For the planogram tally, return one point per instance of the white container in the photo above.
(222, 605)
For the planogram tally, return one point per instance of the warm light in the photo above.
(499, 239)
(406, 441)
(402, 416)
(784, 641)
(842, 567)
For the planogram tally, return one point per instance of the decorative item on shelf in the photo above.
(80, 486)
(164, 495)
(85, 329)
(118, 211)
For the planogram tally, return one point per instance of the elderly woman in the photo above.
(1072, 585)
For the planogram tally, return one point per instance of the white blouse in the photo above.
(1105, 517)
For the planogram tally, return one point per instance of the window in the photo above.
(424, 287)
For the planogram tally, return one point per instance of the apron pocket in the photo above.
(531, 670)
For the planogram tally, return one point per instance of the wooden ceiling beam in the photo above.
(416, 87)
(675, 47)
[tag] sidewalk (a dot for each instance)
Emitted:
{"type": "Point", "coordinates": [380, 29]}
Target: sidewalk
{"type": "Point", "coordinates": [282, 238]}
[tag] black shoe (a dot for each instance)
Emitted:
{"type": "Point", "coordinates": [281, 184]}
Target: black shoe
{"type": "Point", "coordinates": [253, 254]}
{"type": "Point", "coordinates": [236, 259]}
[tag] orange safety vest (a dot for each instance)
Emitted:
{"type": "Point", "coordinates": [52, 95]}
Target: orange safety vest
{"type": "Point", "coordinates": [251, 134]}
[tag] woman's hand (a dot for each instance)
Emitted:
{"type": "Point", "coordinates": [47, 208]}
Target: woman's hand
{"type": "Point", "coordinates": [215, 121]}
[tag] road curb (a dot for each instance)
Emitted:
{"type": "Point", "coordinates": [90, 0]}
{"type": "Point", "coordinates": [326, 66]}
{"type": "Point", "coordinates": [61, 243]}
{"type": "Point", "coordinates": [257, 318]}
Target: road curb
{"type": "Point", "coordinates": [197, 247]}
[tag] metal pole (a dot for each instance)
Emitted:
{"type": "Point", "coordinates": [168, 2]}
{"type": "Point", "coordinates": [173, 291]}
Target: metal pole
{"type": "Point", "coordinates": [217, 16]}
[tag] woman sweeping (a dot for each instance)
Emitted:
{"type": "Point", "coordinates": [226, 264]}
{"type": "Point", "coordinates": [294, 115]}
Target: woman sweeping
★ ★ ★
What's wanted here is every record, retyped exactly as shown above.

> **RESULT FOR THIS TASK**
For the planogram tally, return one point per instance of the white container in the photo above.
(222, 605)
For the planogram tally, return one point per instance of the warm light in the photo above.
(499, 239)
(406, 441)
(402, 416)
(784, 641)
(842, 567)
For the planogram tally, return one point per instance of the decorative item on shelf in the photo above.
(80, 486)
(164, 495)
(85, 329)
(118, 211)
For the planogram tally, return one point per instance of the elderly woman in the photo above.
(1072, 585)
For the planogram tally, return one point per instance of the white blouse in the photo above.
(1105, 517)
For the planogram tally, return one point per instance of the window in the photo above.
(424, 287)
For the planogram tally, return one point per instance of the apron pocket in the photo above.
(531, 670)
For the planogram tally, return one point per instance of the wooden ceiling beam in the photo above.
(416, 87)
(675, 47)
[tag] sidewalk (a dot for each instance)
Emitted:
{"type": "Point", "coordinates": [380, 29]}
Target: sidewalk
{"type": "Point", "coordinates": [282, 238]}
[tag] black shoe (a dot for each instance)
Emitted:
{"type": "Point", "coordinates": [281, 184]}
Target: black shoe
{"type": "Point", "coordinates": [253, 254]}
{"type": "Point", "coordinates": [236, 259]}
[tag] orange safety vest (a dot for each instance)
Emitted:
{"type": "Point", "coordinates": [52, 95]}
Target: orange safety vest
{"type": "Point", "coordinates": [251, 134]}
[tag] woman's hand (a dot for each instance)
Emitted:
{"type": "Point", "coordinates": [47, 208]}
Target: woman's hand
{"type": "Point", "coordinates": [215, 121]}
[tag] road curb (a dot for each instance)
Emitted:
{"type": "Point", "coordinates": [90, 0]}
{"type": "Point", "coordinates": [326, 66]}
{"type": "Point", "coordinates": [61, 243]}
{"type": "Point", "coordinates": [257, 318]}
Target: road curb
{"type": "Point", "coordinates": [197, 247]}
[tag] metal pole (a dot for each instance)
Emitted:
{"type": "Point", "coordinates": [168, 2]}
{"type": "Point", "coordinates": [173, 291]}
Target: metal pole
{"type": "Point", "coordinates": [217, 16]}
[tag] woman sweeping (a dot for each instance)
Emitted:
{"type": "Point", "coordinates": [226, 264]}
{"type": "Point", "coordinates": [294, 115]}
Target: woman sweeping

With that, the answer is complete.